**INSTRUÇÃO ESCRITA A**
No texto sobre o Líbano, quantos habitantes foram forçados a fugir do norte de Israel?
**INSTRUÇÃO ESCRITA B**
Reescreva em forma de lista o parágrafo do texto sobre o Líbano que começa por "Na perspetiva do governo israelita", mantendo os factos principais.
**INSTRUÇÃO ESCRITA C**
Retome o texto sobre o Líbano a partir da sua última frase e dê-lhe continuidade.

**DOCUMENTO**
▶

Famílias libanesas têm fugido aos milhares do sul do país, no meio da escalada das tensões e de um bombardeamento israelita que já matou centenas de pessoas.
O seu receio, partilhado por muitos outros, é que Israel acompanhe os ataques aéreos com algo que pode ter consequências muito piores: uma invasão terrestre do sul do Líbano.
Na perspetiva do governo israelita, a lógica subjacente a esta ação é que uma ofensiva terrestre pode ser a melhor oportunidade para empurrar os combatentes do Hezbollah para além do rio Litani, no centro do país. Isto permitiria atingir o objetivo de guerra israelita de proteger as suas fronteiras a norte e permitir que cerca de 60.000 habitantes, que foram forçados a fugir do norte de Israel, regressassem às suas casas.
Independentemente do motivo invocado, uma invasão terrestre e uma potencial ocupação são mais do que especulação selvagem. Israel colocou milhares de soldados de prontidão perto da fronteira com o Líbano para essa eventualidade.
Esta ação também tem precedentes.
Como estudiosa da história do Líbano, sei que Israel e o Líbano já o fizeram antes. Em 1982, Israel invadiu o Líbano no meio da guerra civil deste país, impondo um cerco à capital Beirute. Os resultados foram catastróficos para toda a região. Não só a invasão terrestre resultou na morte de milhares de civis, como a ocupação do Líbano mergulhou uma nação já de si frágil num caos político e económico duradouro e levou ao nascimento do Hezbollah, precisamente o grupo que hoje ameaça o norte de Israel.

◀

**DADOS FORNECIDOS**
▶

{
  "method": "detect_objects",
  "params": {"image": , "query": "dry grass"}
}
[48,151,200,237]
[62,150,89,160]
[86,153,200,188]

◀

**RESPOSTA ESCRITA A**
Cerca de 60.000 habitantes.

**RESPOSTA ESCRITA B**
- Para o governo israelita, uma ofensiva terrestre pode ser a melhor oportunidade para empurrar os combatentes do Hezbollah para além do rio Litani, no centro do Líbano.
- Isso cumpriria o objetivo de guerra israelita de proteger as fronteiras a norte.
- Permitiria também que cerca de 60.000 habitantes forçados a fugir do norte de Israel regressassem às suas casas.

**RESPOSTA ESCRITA C**
Refúgio e resistência armada
A invasão israelita do Líbano, em junho de 1982, teve as suas raízes no conflito israelo-palestiniano, tal como os combates entre o Hezbollah e Israel têm hoje.
A criação do Estado de Israel em 1948 foi acompanhada pela Nakba, ou "catástrofe", para os palestinianos. Nas violentas dores de parto de um Estado judeu em terras habitadas, entre outras, por populações árabes com profundos laços ancestrais com as suas aldeias, mais de 750.000 palestinianos foram expulsos ou fugiram.
Muitos refugiados entraram no Líbano, onde em 1964 nasceu a Organização para a Libertação da Palestina. Em meados da década de 1970, o grupo de resistência armada tinha recrutado e treinado mais de 20.000 combatentes que participaram ativamente no lançamento de ataques contra Israel a partir de solo libanês.
Em 1982, o Líbano já estava há sete anos em guerra civil, com a violência a aumentar entre cristãos libaneses e muçulmanos libaneses e palestinianos. Em 6 de junho de 1982, o Ministro da Defesa israelita Ariel Sharon, futuro líder do país, lançou a Operação Paz para a Galileia e invadiu o Líbano com o objetivo de eliminar a OLP.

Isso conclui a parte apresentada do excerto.